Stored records
______________________________

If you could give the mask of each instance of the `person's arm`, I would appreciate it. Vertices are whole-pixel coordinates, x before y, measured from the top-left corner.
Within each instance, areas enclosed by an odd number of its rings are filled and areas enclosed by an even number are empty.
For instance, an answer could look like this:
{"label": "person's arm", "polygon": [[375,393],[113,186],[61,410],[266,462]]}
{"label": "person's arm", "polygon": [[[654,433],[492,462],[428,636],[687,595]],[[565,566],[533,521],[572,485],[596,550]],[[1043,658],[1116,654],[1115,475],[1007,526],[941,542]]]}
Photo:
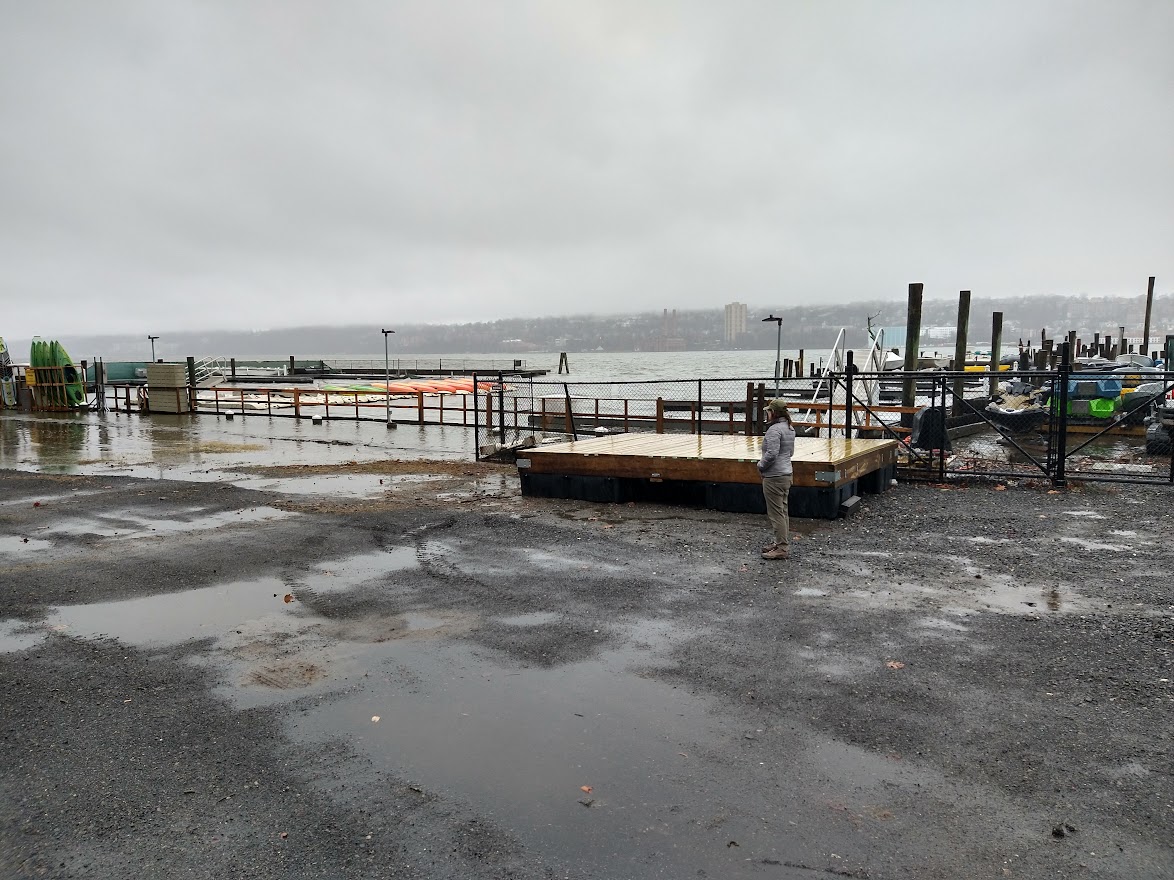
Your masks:
{"label": "person's arm", "polygon": [[758,459],[758,472],[762,473],[779,457],[779,434],[774,425],[766,429],[766,436],[762,438],[762,458]]}
{"label": "person's arm", "polygon": [[795,454],[795,429],[779,431],[779,455],[787,461]]}

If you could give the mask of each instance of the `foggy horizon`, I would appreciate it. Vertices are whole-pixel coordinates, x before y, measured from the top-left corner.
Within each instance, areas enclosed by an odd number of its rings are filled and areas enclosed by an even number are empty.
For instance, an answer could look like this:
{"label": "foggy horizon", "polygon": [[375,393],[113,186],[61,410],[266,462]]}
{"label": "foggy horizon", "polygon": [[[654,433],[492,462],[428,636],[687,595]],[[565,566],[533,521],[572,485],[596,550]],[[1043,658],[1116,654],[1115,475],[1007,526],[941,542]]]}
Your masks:
{"label": "foggy horizon", "polygon": [[1174,277],[1174,4],[4,10],[5,338]]}

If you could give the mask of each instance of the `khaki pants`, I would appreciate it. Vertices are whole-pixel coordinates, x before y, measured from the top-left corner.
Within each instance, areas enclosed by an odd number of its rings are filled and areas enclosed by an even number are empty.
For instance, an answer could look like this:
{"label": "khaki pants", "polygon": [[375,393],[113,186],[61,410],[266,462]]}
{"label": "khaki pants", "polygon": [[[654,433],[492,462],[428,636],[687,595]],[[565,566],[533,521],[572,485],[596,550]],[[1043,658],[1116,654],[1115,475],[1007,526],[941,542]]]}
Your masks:
{"label": "khaki pants", "polygon": [[791,544],[791,520],[787,505],[791,494],[791,477],[763,477],[762,495],[766,499],[766,516],[775,540],[783,549]]}

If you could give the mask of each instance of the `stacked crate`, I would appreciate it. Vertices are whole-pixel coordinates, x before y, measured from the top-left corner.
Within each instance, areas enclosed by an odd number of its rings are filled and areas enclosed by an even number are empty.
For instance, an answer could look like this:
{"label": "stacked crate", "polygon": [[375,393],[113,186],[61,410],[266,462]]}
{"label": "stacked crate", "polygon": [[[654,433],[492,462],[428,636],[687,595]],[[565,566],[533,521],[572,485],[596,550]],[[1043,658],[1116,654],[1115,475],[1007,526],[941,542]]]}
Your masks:
{"label": "stacked crate", "polygon": [[147,398],[151,412],[190,412],[187,365],[147,364]]}

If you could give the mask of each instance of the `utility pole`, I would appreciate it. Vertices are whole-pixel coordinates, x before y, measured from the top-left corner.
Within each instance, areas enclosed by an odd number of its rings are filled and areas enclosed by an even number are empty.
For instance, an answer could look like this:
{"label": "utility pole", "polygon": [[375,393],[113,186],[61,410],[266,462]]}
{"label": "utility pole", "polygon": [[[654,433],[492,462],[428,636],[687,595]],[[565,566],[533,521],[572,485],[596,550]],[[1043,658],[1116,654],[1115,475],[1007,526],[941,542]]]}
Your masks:
{"label": "utility pole", "polygon": [[766,323],[769,323],[770,321],[774,321],[776,324],[779,325],[778,339],[775,342],[775,397],[778,397],[779,396],[779,374],[781,372],[779,367],[780,367],[780,364],[783,359],[782,358],[782,355],[783,355],[783,319],[775,317],[775,313],[771,312],[769,317],[762,319],[762,323],[766,324]]}
{"label": "utility pole", "polygon": [[148,335],[147,338],[151,340],[151,363],[155,363],[155,340],[159,337]]}
{"label": "utility pole", "polygon": [[391,420],[391,359],[388,356],[387,337],[394,333],[394,330],[380,330],[383,334],[383,399],[387,403],[387,427],[394,428],[395,422]]}

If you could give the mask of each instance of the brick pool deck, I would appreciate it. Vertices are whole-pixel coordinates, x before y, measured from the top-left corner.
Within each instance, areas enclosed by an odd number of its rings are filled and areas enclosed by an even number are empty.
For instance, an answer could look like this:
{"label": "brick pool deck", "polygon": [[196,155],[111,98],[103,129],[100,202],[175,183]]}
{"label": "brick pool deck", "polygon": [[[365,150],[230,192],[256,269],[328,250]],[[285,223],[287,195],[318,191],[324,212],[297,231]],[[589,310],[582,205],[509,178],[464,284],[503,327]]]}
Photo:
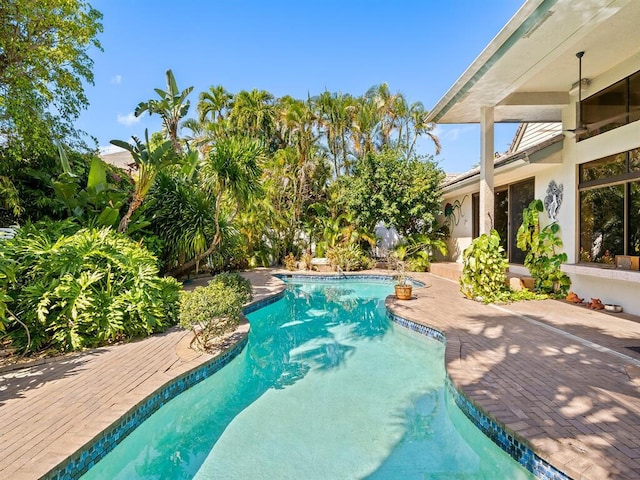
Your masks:
{"label": "brick pool deck", "polygon": [[[388,274],[381,271],[378,273]],[[248,274],[255,300],[282,283]],[[545,300],[488,306],[431,274],[402,317],[445,333],[454,385],[575,479],[640,478],[640,321]],[[0,373],[0,478],[45,475],[130,408],[212,357],[174,328],[148,339]]]}

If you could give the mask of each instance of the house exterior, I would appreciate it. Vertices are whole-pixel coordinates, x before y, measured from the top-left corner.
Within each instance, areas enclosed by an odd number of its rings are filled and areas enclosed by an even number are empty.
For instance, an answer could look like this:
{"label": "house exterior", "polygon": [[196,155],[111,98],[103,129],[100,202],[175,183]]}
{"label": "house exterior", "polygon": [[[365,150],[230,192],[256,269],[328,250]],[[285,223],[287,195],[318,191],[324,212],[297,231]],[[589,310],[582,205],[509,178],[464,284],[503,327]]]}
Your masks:
{"label": "house exterior", "polygon": [[[571,289],[640,314],[639,23],[637,0],[527,0],[431,109],[430,121],[481,127],[480,167],[444,185],[452,260],[496,228],[510,270],[526,273],[515,234],[541,199]],[[495,122],[523,123],[498,158]]]}
{"label": "house exterior", "polygon": [[99,157],[109,165],[113,165],[114,167],[121,168],[125,171],[130,171],[132,165],[135,165],[133,157],[131,153],[129,153],[124,148],[116,147],[114,145],[110,145],[108,147],[102,147],[100,149]]}

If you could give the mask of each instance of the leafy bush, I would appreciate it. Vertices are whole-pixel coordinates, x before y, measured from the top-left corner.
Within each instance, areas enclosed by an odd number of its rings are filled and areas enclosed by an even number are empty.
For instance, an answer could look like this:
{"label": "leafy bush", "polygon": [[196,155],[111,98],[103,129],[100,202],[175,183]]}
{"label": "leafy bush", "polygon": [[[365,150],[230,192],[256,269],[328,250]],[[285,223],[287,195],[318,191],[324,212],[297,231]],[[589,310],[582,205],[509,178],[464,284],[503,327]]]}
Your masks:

______________________________

**Required action**
Please provide a faithful transcription of all the data, pictures excluded.

**Answer box**
If you could give the mask of each instance of the `person's arm`, I would appreciate it. Vertices are whole-pixel coordinates, x before y, measured from the top-left corner.
Within each instance, areas enclosed by an odd number of its rings are filled and areas enclosed by an even number are empty.
For instance, an answer could look like this:
{"label": "person's arm", "polygon": [[375,393],[113,186],[61,410],[266,462]]}
{"label": "person's arm", "polygon": [[[654,433],[492,462],[428,636],[687,595]],[[565,566],[533,521],[572,485],[596,550]],[[1043,658],[1116,654],[1115,475],[1007,526],[941,542]]]}
Photo:
Your masks:
{"label": "person's arm", "polygon": [[758,459],[758,472],[762,473],[779,457],[779,434],[774,425],[766,429],[766,436],[762,438],[762,458]]}
{"label": "person's arm", "polygon": [[795,454],[795,429],[779,431],[779,455],[787,461]]}

If you could give the mask of each instance of the `foggy horizon`, I would appreciate it. Vertices are whole-pixel coordinates, x before y, measured from the top-left corner.
Within each instance, areas enclosed by an odd number of its rings are filled and areas enclosed by an even number are empty.
For instance, an answer could look like this:
{"label": "foggy horizon", "polygon": [[375,393],[113,186],[61,410],[266,462]]}
{"label": "foggy horizon", "polygon": [[[654,433],[492,462],[428,636],[687,595]],[[565,566],[533,521],[572,485],[596,550]],[[1043,658],[1116,654],[1115,475],[1007,526],[941,542]]]}
Your masks:
{"label": "foggy horizon", "polygon": [[1174,277],[1174,4],[4,10],[5,338]]}

If you could give the mask of each instance of the `khaki pants`, I would appreciate it. Vertices are whole-pixel coordinates, x before y, measured from the top-left corner.
Within each instance, areas enclosed by an odd number of its rings are filled and areas enclosed by an even number are empty.
For instance, an answer could look like this:
{"label": "khaki pants", "polygon": [[375,393],[113,186],[61,410],[266,462]]}
{"label": "khaki pants", "polygon": [[[654,433],[492,462],[428,636],[687,595]],[[565,566],[533,521],[572,485],[596,550]],[[1043,658],[1116,654],[1115,475],[1007,526],[941,542]]]}
Your masks:
{"label": "khaki pants", "polygon": [[791,544],[791,520],[787,505],[791,494],[791,477],[763,477],[762,495],[766,499],[766,516],[775,540],[783,549]]}

If you could give the mask of each instance of the `stacked crate`, I would appreciate it. Vertices are whole-pixel coordinates, x before y, measured from the top-left corner.
Within each instance, areas enclosed by an odd number of its rings are filled and areas enclosed by an even number are empty.
For instance, an answer could look like this:
{"label": "stacked crate", "polygon": [[375,393],[113,186],[61,410],[266,462]]}
{"label": "stacked crate", "polygon": [[[654,433],[492,462],[428,636],[687,595]],[[565,566],[533,521],[572,485],[596,550]],[[1043,658],[1116,654],[1115,475],[1007,526],[941,542]]]}
Your masks:
{"label": "stacked crate", "polygon": [[147,398],[151,412],[190,412],[187,365],[147,364]]}

If you could give the mask of each instance of the `utility pole`, I would appreciate it. Vertices are whole-pixel coordinates, x before y, measured from the top-left corner.
Within each instance, areas enclosed by an odd number of its rings are filled and areas enclosed by an even number are empty.
For instance, an answer could look like this:
{"label": "utility pole", "polygon": [[375,393],[113,186],[61,410],[266,462]]}
{"label": "utility pole", "polygon": [[[654,433],[492,462],[428,636],[687,595]],[[565,566],[533,521],[572,485],[596,550]],[[1043,658],[1116,654],[1115,475],[1007,526],[941,542]]]}
Your masks:
{"label": "utility pole", "polygon": [[766,323],[769,323],[770,321],[774,321],[776,324],[779,325],[778,339],[775,342],[775,397],[778,397],[779,396],[779,374],[781,372],[779,367],[780,367],[780,364],[783,359],[782,358],[782,355],[783,355],[783,319],[775,317],[775,313],[771,312],[769,317],[762,319],[762,323],[766,324]]}
{"label": "utility pole", "polygon": [[148,335],[147,338],[151,340],[151,363],[155,363],[155,340],[159,337]]}
{"label": "utility pole", "polygon": [[391,420],[391,359],[388,356],[387,337],[394,333],[394,330],[380,330],[383,334],[383,399],[387,403],[387,427],[394,428],[395,422]]}

If you could give the mask of each instance of the brick pool deck, I would appreciate it. Vertices are whole-pixel coordinates, x before y, measured from the top-left corner.
Within each instance, areas enclosed by an odd number of its rings are filled and areas enclosed by an even number are empty.
For instance, an answer could look like this:
{"label": "brick pool deck", "polygon": [[196,155],[111,98],[103,129],[100,202],[175,183]]}
{"label": "brick pool deck", "polygon": [[[365,150],[230,192],[256,269],[328,250]],[[285,223],[287,195],[318,191],[324,212],[297,231]],[[589,310],[582,205],[509,178],[464,284],[503,327]]]}
Photo:
Your masks:
{"label": "brick pool deck", "polygon": [[[388,274],[381,271],[378,273]],[[248,274],[255,300],[282,283]],[[545,300],[488,306],[431,274],[402,317],[445,333],[454,385],[575,479],[640,478],[640,321]],[[0,373],[0,478],[45,475],[130,408],[212,357],[174,328],[148,339]]]}

If you could give the mask of each instance of the house exterior, I would appreciate it. Vertices are whole-pixel coordinates, x before y, measured from the top-left corner.
Within each instance, areas enclosed by an odd number of its rings are filled and areas enclosed by an even number are empty.
For instance, an answer could look like this:
{"label": "house exterior", "polygon": [[196,155],[111,98],[103,129],[100,202],[175,183]]}
{"label": "house exterior", "polygon": [[[365,150],[230,192],[256,269],[328,250]],[[285,223],[287,195],[318,191],[324,212],[297,231]],[[589,310],[582,205],[509,178],[464,284],[503,327]]]}
Your masks:
{"label": "house exterior", "polygon": [[[571,289],[640,314],[639,23],[637,0],[527,0],[431,109],[430,121],[481,127],[480,167],[444,185],[452,260],[496,228],[510,270],[526,273],[515,234],[541,199]],[[495,122],[523,123],[498,158]]]}
{"label": "house exterior", "polygon": [[99,157],[109,165],[113,165],[114,167],[121,168],[125,171],[130,171],[132,165],[135,165],[133,157],[131,153],[129,153],[124,148],[116,147],[114,145],[110,145],[108,147],[102,147],[100,149]]}

If you could give the mask of each instance of the leafy bush, I would appreciate it. Vertices are whole-pixel coordinates, x before y, measured from the top-left corner.
Within each instance, areas enclosed by an odd number of its rings are filled and areas enclosed by an even number are empty.
For instance, an answer could look like this:
{"label": "leafy bush", "polygon": [[196,155],[111,98],[103,129],[100,202],[175,183]]}
{"label": "leafy bush", "polygon": [[[365,150],[230,192],[256,269],[328,250]],[[285,223],[287,195],[318,191],[324,212],[297,231]],[[589,310],[582,205],[509,178],[464,284],[503,327]]]}
Your masks:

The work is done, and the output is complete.